The only known photograph of district judge Vanessa Baraitser — who will rule on Julian Assange’s extradition to the U.K. — in the public domain. Anonymisation by Declassified. (Photo: Instagram)

Request Denied

A request under the Freedom of Information Act (FOIA) was sent by Declassified to the Ministry of Justice (MOJ) on February 28, 2020 requesting a list of all the cases on which Baraitser has ruled since she was appointed in 2011. The MOJ noted in response that it was obliged to send a reply within 20 working days. 

Two months later, on April 29, 2020, an information officer at the HM Courts and Tribunals Service responded that it could “confirm” that it held “some of the information that you have requested”. 

But the request was rejected since the officer claimed it was not consistent with the Constitutional Reform Act. “The judiciary is not a public body for the purposes of FOIA… and requests asking to disclose all the cases a named judge ruled on are therefore outside the scope of the FOIA,” the officer stated.

The officer added that the “information requested would in any event be exempt from disclosure… because it contains personal data about the cases ruled on by an individual judge”, and that “personal data can only be released if to do so would not contravene any of the data protection principles” in the Data Protection Act.

**Provided material**:
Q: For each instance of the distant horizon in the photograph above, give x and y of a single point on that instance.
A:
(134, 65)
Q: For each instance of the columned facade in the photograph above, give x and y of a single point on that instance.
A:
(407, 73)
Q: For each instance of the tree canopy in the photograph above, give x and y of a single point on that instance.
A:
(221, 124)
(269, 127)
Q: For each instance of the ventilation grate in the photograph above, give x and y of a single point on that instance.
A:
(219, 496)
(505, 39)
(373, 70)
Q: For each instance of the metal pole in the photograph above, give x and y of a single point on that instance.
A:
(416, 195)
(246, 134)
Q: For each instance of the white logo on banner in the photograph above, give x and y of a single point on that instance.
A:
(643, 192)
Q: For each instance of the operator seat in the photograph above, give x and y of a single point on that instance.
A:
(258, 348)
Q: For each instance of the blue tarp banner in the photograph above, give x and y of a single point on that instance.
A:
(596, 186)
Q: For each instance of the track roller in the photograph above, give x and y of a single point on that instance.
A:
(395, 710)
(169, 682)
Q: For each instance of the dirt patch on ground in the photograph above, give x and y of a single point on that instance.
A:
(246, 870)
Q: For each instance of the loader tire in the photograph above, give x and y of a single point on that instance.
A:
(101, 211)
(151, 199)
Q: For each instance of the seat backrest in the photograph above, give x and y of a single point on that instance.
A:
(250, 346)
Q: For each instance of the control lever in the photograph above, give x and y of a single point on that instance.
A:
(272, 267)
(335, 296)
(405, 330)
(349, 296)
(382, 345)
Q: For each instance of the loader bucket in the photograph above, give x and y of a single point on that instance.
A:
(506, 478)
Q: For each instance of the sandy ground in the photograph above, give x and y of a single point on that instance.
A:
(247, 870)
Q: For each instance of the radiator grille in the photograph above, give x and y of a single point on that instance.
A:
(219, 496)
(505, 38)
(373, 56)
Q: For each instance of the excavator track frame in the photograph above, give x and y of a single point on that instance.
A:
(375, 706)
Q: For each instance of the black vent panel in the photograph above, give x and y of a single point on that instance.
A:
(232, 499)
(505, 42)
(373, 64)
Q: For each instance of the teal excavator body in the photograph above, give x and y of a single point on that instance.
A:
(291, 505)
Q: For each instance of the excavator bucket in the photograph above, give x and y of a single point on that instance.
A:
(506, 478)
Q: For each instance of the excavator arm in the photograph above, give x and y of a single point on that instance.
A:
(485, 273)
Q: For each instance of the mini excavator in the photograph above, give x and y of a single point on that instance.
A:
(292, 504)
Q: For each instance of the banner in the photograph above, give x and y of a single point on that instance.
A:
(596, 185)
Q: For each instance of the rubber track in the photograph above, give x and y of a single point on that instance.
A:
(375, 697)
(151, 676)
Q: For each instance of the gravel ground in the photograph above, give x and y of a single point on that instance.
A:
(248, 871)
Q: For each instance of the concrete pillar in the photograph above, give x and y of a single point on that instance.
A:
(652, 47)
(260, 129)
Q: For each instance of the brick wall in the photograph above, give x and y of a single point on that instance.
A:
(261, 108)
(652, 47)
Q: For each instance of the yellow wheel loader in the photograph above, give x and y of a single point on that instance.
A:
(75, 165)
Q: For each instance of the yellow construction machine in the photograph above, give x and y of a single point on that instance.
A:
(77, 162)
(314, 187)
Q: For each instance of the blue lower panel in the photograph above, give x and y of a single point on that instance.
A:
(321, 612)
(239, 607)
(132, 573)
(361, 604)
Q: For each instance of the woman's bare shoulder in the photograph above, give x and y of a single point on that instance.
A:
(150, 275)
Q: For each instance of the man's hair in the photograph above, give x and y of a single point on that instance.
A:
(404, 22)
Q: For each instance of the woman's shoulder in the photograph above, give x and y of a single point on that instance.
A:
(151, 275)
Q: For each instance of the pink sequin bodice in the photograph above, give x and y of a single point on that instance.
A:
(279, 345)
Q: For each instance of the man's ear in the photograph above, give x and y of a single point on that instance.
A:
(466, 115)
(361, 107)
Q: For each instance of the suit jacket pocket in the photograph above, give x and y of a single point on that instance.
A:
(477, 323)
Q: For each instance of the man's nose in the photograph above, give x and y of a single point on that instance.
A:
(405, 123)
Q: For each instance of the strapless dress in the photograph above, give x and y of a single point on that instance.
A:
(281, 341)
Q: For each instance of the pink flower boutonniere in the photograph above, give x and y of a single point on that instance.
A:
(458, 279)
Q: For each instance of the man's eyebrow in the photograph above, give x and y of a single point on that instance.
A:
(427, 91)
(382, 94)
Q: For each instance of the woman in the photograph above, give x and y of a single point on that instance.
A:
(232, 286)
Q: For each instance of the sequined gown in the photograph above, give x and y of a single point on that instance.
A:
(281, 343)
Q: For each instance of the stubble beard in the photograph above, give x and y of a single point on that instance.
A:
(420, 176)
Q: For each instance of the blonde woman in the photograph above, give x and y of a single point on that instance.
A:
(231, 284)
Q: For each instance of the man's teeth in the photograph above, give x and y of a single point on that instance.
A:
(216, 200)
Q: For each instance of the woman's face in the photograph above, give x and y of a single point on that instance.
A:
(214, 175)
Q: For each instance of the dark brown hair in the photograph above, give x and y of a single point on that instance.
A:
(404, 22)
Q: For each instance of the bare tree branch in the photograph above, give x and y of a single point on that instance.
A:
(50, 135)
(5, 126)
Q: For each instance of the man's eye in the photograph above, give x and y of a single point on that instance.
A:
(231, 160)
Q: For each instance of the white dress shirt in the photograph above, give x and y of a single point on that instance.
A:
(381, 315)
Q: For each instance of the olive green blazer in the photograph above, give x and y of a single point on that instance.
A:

**What you will do**:
(1) Name every law that the article on the Baraitser information request mentions.
(2) Resume the article on the Baraitser information request, starting right after its final sentence.

**Solved problems**:
(1)
Freedom of Information Act (FOIA)
Constitutional Reform Act
Data Protection Act

(2)
A British barrister, who wished to remain anonymous, but who is not involved with the Assange case, told Declassified: “The resistance to disclosure here is curious. A court is a public authority for the purposes of the Human Rights Act and a judge is an officer of the court. It is therefore more than surprising that the first refusal argued that, for the purposes of the FOIA, there is no public body here subject to disclosure.” 

The barrister added: “The alternative argument on data doesn’t stack up. A court acts in public. There is no default anonymity of the names of cases, unless children are involved or other certain limited circumstances, nor the judges who rule on them. Justice has to be seen to be done.”

Despite the HM Courts and Tribunals Service invoking a data protection clause, Declassified was able to view a host of cases with full names and details in Westlaw, a paid-for legal database. The press has also reported on a number of extradition cases involving Baraitser. 

An internal review into the rejection of Declassified’s freedom of information (FOI) request upheld the rejection.  

Identical Request

On April 10, 2020 Declassified sent an identical information request to the MOJ asking for a case list for a different district judge, Justin Barron, who was appointed on the same day as Baraitser in October 2011.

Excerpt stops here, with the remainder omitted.